* _YOUR GOAL_:
Recast the stretch of material from the line containing "Where can you find the brown" through the end of the material as a Markdown table with two columns, Row and Line. Number each row, put one line of material in each row, and omit blank lines.

* _RECORDS TO PROCESS_:

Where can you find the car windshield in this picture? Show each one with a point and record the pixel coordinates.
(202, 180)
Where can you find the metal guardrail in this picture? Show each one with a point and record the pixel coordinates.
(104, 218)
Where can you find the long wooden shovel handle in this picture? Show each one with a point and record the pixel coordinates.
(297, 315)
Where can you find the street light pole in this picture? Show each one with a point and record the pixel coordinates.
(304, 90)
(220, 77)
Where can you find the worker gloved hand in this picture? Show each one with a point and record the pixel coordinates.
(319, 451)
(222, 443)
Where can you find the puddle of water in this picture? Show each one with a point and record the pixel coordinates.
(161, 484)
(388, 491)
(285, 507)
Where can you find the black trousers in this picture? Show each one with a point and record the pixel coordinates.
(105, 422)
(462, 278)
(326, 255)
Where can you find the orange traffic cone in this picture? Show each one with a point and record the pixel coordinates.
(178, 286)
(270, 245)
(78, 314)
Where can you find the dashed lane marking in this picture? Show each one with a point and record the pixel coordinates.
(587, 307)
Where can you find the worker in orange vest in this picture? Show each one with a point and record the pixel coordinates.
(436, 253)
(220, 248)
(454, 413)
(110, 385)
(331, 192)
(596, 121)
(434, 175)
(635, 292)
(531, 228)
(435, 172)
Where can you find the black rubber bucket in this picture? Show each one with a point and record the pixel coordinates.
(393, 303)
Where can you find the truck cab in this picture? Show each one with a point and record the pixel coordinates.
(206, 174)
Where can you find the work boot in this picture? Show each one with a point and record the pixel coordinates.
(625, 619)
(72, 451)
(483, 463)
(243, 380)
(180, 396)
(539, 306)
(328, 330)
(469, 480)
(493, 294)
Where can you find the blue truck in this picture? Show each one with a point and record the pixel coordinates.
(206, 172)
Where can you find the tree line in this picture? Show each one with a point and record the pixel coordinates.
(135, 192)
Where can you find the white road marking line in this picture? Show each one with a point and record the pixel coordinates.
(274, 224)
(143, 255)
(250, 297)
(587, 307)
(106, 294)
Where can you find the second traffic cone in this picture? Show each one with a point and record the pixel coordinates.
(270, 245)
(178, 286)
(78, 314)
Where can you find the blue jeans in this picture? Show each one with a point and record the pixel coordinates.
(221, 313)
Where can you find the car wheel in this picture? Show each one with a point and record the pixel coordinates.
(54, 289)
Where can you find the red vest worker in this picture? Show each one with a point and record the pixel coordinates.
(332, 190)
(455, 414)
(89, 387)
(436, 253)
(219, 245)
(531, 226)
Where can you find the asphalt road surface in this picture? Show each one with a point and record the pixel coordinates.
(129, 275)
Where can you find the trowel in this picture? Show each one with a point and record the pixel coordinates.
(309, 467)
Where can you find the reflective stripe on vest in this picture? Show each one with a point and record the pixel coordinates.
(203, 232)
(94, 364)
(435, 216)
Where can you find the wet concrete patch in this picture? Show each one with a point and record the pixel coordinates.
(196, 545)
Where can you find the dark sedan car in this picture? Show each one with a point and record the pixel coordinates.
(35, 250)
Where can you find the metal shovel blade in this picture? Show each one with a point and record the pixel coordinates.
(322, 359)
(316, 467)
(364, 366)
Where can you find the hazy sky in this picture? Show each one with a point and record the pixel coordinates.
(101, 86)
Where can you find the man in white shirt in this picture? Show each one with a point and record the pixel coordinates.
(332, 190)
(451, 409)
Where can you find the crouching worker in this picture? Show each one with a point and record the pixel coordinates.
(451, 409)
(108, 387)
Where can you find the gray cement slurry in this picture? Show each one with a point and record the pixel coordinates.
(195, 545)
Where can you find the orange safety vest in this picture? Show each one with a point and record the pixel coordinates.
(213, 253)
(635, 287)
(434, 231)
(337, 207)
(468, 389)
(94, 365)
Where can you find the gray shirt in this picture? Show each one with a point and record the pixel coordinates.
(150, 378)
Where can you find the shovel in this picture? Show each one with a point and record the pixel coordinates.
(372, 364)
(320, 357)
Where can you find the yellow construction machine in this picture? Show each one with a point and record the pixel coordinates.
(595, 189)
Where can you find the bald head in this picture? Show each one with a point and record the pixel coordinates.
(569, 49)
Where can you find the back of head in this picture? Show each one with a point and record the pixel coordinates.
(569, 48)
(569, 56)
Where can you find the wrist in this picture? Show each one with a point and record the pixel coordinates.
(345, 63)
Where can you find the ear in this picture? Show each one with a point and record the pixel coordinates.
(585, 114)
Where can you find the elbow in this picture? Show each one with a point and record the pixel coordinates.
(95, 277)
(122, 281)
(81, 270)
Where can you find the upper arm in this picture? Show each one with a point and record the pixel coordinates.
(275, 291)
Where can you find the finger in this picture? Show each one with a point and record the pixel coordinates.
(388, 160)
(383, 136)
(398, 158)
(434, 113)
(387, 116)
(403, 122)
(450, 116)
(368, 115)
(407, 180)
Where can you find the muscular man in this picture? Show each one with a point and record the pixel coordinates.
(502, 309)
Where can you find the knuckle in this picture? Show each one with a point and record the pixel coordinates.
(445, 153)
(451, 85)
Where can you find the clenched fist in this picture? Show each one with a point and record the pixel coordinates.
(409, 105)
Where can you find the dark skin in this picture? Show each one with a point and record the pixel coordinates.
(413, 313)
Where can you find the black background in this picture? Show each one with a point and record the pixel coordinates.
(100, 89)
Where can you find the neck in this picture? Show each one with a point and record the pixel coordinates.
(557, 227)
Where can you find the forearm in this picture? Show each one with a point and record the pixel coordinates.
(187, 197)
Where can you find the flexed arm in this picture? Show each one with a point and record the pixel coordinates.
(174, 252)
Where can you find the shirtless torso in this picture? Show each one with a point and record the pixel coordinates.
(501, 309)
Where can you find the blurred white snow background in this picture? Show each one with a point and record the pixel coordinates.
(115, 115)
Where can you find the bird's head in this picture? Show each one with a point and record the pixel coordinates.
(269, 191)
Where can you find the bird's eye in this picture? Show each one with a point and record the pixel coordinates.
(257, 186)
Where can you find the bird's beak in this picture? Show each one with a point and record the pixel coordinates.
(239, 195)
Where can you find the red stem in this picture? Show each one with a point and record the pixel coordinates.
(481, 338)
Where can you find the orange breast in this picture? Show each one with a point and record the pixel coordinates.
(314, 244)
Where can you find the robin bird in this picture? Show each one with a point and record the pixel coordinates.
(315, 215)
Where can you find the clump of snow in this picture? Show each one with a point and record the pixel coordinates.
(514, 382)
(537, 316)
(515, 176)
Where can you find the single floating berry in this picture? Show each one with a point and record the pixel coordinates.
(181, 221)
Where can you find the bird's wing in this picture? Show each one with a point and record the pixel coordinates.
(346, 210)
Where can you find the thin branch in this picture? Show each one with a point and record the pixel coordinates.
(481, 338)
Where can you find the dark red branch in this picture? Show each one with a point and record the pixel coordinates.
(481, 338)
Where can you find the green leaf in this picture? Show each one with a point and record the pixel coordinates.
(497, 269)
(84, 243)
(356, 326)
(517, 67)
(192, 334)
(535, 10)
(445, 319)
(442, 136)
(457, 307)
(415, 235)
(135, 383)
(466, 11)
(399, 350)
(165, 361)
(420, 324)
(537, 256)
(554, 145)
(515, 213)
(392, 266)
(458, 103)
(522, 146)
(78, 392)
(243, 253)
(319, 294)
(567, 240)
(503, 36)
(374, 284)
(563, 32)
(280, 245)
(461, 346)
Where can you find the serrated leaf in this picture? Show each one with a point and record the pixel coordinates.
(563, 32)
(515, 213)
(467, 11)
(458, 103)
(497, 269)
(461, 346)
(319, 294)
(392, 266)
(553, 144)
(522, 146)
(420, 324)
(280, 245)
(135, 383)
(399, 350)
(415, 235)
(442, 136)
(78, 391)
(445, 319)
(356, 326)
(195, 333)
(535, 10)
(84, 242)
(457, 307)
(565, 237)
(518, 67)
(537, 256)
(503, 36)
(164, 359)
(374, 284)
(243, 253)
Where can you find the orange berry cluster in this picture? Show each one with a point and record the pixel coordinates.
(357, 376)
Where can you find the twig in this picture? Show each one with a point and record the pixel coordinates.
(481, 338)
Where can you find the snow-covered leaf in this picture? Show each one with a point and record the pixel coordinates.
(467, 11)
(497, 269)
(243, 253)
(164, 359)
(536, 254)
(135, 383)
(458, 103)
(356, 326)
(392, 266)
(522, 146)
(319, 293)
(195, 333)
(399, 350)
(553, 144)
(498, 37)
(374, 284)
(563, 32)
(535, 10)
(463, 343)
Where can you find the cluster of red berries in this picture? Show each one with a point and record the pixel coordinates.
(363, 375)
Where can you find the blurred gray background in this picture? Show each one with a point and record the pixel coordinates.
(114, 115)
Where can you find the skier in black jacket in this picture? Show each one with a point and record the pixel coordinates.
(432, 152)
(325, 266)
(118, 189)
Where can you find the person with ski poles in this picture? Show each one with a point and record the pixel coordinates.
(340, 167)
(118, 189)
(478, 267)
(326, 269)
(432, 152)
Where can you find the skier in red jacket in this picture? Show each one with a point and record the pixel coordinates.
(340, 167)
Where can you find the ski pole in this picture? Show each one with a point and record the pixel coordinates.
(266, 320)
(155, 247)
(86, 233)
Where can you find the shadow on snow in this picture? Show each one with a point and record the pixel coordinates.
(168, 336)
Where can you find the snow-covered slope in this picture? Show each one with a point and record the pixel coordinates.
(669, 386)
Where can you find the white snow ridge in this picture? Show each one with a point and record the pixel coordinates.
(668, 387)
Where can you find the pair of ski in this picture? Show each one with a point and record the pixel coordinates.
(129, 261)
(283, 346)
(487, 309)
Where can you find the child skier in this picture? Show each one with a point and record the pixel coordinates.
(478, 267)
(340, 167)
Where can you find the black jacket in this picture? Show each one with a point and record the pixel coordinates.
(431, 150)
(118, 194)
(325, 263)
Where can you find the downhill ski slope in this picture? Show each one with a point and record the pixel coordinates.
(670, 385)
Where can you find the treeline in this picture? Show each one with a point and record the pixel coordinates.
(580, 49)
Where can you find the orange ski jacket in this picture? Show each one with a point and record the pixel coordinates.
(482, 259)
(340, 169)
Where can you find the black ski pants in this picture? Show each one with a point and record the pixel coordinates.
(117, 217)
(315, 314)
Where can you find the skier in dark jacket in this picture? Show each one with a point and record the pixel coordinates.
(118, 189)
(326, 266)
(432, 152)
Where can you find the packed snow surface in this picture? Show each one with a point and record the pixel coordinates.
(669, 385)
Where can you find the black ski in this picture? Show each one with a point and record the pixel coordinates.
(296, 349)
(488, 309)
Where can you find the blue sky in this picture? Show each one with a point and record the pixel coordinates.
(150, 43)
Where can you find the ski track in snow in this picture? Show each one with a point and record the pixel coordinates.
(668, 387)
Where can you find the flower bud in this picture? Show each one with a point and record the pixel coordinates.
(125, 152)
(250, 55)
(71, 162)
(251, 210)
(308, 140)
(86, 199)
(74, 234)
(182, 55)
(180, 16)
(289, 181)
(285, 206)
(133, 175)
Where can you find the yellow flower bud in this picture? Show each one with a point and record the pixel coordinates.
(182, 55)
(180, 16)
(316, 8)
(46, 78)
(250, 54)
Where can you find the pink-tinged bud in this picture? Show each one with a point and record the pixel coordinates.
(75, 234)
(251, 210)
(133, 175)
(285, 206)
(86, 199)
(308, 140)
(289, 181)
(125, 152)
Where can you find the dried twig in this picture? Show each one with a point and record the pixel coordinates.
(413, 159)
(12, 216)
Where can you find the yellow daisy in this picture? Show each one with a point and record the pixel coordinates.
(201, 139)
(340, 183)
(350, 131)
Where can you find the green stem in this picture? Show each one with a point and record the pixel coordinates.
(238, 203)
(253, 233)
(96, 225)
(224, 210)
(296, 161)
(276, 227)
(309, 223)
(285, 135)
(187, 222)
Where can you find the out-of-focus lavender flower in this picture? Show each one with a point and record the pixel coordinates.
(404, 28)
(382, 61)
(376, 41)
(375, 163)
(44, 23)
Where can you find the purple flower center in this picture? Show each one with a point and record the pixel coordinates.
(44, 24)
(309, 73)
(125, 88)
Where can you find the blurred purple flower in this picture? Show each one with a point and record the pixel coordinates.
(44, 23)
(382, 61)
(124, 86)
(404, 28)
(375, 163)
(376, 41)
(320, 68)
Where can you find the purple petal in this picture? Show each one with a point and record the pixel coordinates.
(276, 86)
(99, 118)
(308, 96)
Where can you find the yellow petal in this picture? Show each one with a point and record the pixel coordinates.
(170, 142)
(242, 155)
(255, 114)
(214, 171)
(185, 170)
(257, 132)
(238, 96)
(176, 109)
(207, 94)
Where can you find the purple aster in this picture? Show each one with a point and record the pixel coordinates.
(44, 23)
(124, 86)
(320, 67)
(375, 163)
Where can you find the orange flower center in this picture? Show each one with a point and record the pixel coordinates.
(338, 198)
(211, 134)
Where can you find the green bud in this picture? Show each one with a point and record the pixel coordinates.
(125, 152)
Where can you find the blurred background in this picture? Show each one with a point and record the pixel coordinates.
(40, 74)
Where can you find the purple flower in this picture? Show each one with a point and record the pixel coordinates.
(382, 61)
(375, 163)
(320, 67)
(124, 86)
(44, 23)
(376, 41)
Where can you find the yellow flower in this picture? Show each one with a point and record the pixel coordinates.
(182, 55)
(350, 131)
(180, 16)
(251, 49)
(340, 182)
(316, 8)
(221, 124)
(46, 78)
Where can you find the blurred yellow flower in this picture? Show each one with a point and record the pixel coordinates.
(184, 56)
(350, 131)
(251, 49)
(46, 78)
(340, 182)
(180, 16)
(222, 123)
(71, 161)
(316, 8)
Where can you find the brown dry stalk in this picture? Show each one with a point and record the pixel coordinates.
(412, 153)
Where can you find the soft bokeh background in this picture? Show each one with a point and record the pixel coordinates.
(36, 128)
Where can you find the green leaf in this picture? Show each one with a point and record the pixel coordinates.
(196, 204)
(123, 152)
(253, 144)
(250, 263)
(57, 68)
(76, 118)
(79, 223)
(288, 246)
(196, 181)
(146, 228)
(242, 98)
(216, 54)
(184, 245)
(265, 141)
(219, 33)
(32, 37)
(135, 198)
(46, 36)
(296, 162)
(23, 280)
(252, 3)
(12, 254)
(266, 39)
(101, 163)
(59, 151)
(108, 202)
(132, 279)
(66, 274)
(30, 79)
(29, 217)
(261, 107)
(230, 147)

* _CORRECT OUTPUT_:
| Row | Line |
|---|---|
| 1 | Where can you find the brown dry stalk in this picture? Show each one with a point and record the pixel coordinates. |
| 2 | (412, 153) |
| 3 | Where can you find the soft bokeh background in this picture? Show each one with a point and record the pixel coordinates. |
| 4 | (36, 128) |
| 5 | Where can you find the green leaf in this picture? Show each one with a point and record the pixel coordinates. |
| 6 | (196, 204) |
| 7 | (123, 152) |
| 8 | (253, 144) |
| 9 | (250, 263) |
| 10 | (57, 68) |
| 11 | (76, 118) |
| 12 | (79, 223) |
| 13 | (288, 246) |
| 14 | (196, 181) |
| 15 | (146, 228) |
| 16 | (242, 98) |
| 17 | (216, 54) |
| 18 | (184, 245) |
| 19 | (265, 141) |
| 20 | (219, 33) |
| 21 | (32, 37) |
| 22 | (135, 198) |
| 23 | (46, 36) |
| 24 | (296, 162) |
| 25 | (23, 280) |
| 26 | (252, 3) |
| 27 | (12, 254) |
| 28 | (266, 39) |
| 29 | (101, 163) |
| 30 | (59, 151) |
| 31 | (108, 202) |
| 32 | (132, 279) |
| 33 | (66, 274) |
| 34 | (30, 79) |
| 35 | (29, 217) |
| 36 | (261, 107) |
| 37 | (230, 147) |